* [WHAT NEEDS TO BE DONE] Write the next part of the Lapierre Audacio 400 bike review, picking up right after its last sentence.

* [DOCUMENT SECTION]
——————————

The Audacio 400 sits at the top of Lapierre's Sport range of bikes which are perfect for the non-racers who still want a fast ride. It's yet another example of performance on a budget from an aluminium frame as long as you don't mind the Team Sky-a-like paintjob.
All day comfort
Lapierre say that the Audacio is the entry level to their road range and that "this light, efficient and accessible bike will enable you to ride more often and progress faster than you ever imagined." From this I think we can take that they're targeting those new to cycling and for your £899.99 it's certainly a great starting point with a frame that is ripe for upgrades.
The geometry, like a lot of sportive or endurance bikes means a high front end. Our 52cm medium has a top tube length of 547mm and a head tube that's 160mm long which is pretty tall for a bike of this size.
This along with a 72.5° head angle and seat tube angle of 73° gives you mild mannered ride that is comfortable and easy to live with for long hours in the saddle. You don't feel perched up though as you can still get into an aggressive enough position without putting too much load on your neck or back muscles.
Thanks to being able to butt and form the tubes alloy bikes aren't harsh anymore and that's exactly the case here with the curved top tube and double butted wall thickness of the tubes providing a very comfortable ride. The seat tube is triple butted for more flex and improved weight loss.

——————————

[Named object pointing entries]
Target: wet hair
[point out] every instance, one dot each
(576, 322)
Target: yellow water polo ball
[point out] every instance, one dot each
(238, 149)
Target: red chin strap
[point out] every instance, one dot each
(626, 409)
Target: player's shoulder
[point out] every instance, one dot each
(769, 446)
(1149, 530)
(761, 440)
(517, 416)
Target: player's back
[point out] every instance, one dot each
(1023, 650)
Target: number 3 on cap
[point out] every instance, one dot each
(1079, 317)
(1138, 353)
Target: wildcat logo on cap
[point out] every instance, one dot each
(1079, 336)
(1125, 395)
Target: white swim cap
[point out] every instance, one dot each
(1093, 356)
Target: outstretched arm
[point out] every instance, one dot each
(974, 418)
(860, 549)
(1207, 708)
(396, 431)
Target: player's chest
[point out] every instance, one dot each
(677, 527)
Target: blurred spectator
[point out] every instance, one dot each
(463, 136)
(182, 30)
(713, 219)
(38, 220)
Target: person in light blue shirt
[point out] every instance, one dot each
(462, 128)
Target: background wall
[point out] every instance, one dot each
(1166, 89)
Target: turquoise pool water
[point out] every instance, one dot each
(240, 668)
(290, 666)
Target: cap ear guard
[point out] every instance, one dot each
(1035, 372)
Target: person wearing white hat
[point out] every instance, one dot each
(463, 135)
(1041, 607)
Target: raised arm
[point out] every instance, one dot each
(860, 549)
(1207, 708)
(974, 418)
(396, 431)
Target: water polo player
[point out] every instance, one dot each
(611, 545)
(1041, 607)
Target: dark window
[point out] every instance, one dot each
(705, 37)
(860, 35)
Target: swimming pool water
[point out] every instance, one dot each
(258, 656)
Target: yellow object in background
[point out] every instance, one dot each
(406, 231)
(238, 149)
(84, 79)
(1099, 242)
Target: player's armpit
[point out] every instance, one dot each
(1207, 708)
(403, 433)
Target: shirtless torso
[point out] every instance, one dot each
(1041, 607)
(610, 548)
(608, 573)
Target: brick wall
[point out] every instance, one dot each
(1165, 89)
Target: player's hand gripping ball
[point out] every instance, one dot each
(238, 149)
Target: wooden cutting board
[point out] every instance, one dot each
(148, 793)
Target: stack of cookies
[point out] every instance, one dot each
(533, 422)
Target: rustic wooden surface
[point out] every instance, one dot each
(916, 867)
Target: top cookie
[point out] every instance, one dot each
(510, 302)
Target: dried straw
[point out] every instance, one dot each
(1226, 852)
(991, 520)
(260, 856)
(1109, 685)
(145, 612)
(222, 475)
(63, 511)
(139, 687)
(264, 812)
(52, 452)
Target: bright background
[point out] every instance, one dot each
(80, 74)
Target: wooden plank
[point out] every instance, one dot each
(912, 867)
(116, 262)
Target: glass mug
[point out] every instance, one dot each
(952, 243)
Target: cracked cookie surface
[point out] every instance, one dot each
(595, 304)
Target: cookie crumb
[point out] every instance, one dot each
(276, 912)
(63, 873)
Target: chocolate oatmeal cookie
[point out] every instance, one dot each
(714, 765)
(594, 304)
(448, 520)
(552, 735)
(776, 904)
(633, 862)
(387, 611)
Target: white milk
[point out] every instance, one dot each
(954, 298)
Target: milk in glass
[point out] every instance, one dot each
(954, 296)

——————————

* [RESULT OF THE EXERCISE]
In the 12-20mph speed range where most of us do the bulk of our riding the Audacio 400 is very relaxing to ride with neutral steering. It's an easy bike to control whether in a group or riding on your own.
Push things a little faster and the Audacio responds especially in the bends as it holds the line and tracks smoothly. Although high at the front you can get into a crouch on the compact bars and really take any twisty descents flat out providing the corners aren't too tight.
If things get properly twisty you do notice the slightest of delays in the steering as you bank from side to side which can cause you to run wide. To be fair to the Audacio it's not a full on race steed and the handling is easily up to the standard I would expect on this type of bike.
If you like hills the Audacio 400 comes with various gear options. You can have a 50/34 compact or 50/39/30 triple chainset up front and a choice of 11-25 or a 12-28 cassette. Ours came with the compact and 12-28 sprockets which made for comfortable climbing in the saddle, especially on those long steep drags sportive organisers like to chuck in to their routes. It's not the stiffest frameset on the market and you'll find a bit of flex around the bottom bracket under hard efforts.
Frame & Fork
Lapierre use the 6061 grade of aluminium alloy for the Audacio frameset with varying tube profiles and wall thicknesses for stiffness and comfort. A claimed frame weight of 1365g is pretty impressive for the price range and when paired with the 530g (claimed) alloy/carbon fork it compares favourably to the opposition.
The down tube is oversized as are the chainstays for power transfer though Lapierre have resisted the urge to taper the head tube. The bottom bracket area stays traditional too with the use of threaded cups rather than the latest push-fit options.
The sizing of the frames is based around the seat tube length which is why our 52cm medium comes with stack and reach figures more like those of a 55cm frame. What this does allow is the running of a lot of seatpost to introduce flex into the ride. I was running 240mm of exposed post during testing and while the benefit is minimal you can feel the post flexing a bit on rough surfaces.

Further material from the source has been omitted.